Select all lines in the records that include "dark".

**** MATERIAL FOR THIS TASK

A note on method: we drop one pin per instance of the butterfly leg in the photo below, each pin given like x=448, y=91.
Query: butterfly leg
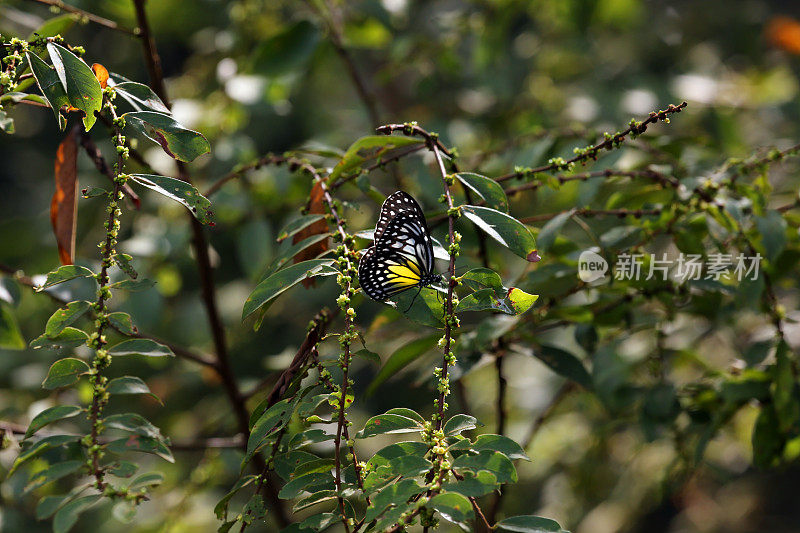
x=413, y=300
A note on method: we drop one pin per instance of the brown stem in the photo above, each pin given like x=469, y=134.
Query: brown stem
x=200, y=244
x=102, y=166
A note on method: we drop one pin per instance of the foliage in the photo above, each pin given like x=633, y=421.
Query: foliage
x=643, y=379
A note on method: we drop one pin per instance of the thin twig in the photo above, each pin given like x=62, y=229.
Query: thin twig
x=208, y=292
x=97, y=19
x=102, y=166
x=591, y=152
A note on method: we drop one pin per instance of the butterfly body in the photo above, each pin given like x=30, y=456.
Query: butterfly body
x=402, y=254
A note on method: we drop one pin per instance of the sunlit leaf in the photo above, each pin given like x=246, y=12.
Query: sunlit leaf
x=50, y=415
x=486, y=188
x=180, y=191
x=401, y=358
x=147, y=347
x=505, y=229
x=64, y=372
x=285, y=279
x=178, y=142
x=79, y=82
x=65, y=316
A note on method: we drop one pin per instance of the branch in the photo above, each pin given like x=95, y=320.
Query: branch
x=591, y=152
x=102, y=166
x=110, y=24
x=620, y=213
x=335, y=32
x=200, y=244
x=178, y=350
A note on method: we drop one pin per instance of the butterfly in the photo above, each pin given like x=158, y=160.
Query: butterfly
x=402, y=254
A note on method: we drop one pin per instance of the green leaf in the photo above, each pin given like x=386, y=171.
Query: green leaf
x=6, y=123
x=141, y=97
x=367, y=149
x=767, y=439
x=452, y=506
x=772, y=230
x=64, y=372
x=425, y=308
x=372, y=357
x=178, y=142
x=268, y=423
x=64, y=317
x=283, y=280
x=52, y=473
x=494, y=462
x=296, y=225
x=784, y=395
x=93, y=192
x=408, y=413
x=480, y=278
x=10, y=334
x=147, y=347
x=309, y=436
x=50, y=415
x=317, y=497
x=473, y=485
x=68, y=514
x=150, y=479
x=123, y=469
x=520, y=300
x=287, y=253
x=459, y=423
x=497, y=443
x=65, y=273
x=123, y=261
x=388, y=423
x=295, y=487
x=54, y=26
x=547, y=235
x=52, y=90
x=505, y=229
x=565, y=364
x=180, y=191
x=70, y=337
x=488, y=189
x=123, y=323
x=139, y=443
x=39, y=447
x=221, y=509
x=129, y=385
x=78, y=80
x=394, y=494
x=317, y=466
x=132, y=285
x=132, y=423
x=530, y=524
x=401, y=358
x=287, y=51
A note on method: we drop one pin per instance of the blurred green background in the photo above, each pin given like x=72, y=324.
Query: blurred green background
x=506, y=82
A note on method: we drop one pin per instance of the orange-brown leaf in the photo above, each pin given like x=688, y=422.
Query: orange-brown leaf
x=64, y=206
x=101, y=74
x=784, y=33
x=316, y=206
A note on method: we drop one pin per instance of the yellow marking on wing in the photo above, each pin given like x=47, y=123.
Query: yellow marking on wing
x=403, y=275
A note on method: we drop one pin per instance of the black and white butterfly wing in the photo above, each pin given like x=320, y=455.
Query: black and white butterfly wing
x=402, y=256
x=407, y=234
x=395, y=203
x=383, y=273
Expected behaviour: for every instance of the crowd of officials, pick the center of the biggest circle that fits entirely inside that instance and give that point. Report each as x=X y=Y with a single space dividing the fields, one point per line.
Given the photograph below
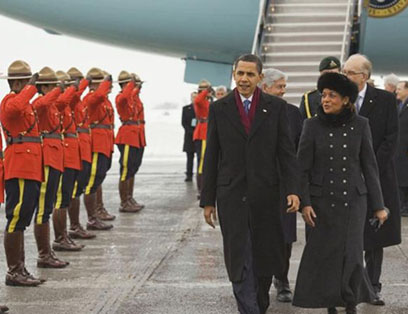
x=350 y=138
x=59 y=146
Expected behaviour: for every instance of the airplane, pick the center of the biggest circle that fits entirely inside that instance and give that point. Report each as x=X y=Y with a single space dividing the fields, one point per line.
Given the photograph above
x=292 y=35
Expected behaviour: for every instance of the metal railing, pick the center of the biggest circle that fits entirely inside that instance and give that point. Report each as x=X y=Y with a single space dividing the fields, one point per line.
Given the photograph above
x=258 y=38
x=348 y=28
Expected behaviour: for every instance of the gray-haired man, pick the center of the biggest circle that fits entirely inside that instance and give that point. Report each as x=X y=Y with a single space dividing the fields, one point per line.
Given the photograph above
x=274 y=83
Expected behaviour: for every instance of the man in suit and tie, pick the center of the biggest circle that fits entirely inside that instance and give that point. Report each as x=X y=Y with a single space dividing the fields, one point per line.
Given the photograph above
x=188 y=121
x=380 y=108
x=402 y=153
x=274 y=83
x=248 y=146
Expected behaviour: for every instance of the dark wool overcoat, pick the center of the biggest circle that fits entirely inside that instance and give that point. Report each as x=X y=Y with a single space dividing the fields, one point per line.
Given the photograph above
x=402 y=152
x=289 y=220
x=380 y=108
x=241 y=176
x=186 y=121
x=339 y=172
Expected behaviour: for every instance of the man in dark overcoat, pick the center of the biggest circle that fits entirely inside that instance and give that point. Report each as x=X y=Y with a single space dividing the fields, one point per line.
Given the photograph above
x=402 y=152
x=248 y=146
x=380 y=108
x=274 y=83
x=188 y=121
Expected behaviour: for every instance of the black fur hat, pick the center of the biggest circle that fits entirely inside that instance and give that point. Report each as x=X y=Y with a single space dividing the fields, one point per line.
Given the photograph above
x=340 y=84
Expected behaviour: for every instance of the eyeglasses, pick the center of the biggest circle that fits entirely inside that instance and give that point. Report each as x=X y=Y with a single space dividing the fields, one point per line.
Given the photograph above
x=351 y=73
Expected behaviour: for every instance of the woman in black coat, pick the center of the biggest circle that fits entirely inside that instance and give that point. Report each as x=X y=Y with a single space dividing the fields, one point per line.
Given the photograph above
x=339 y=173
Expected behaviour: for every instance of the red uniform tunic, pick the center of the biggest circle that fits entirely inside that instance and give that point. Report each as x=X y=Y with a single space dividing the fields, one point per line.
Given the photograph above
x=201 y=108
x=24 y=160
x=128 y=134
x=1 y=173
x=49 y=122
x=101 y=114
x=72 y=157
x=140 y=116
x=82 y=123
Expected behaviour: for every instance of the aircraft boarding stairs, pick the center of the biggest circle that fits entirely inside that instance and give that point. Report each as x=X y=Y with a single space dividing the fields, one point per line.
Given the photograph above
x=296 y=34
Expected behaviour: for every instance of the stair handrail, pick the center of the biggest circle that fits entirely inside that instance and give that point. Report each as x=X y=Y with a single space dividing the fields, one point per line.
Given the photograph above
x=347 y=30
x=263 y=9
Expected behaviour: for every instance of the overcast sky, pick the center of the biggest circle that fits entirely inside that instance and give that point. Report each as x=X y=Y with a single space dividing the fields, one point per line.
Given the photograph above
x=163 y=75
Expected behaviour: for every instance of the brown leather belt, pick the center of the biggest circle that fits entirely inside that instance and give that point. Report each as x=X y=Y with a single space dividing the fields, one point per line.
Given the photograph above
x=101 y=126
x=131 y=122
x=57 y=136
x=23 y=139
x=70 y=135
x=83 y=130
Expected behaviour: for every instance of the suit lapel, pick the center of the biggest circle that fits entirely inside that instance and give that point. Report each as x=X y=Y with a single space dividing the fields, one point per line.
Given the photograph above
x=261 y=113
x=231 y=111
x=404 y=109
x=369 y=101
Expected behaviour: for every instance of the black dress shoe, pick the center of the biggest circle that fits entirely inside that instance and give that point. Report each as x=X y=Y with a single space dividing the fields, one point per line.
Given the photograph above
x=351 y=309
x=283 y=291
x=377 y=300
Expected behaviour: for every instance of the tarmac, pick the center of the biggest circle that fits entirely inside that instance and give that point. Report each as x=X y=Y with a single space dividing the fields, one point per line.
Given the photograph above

********

COMPLETED TASK >>
Expected behaviour: for every instance of the dark wool overcoat, pick the center of the biggest circle that fits entirely inside that instance and give that point. Report each as x=X y=Y with a single space dividing the fields, one point per line.
Expected behaviour: for every instance of the man in dark overcoat, pick the center of the biggest circle that fits entirely inside that instance and give that point. Report each as x=X y=Y with a single space dividing the fields, one point per line.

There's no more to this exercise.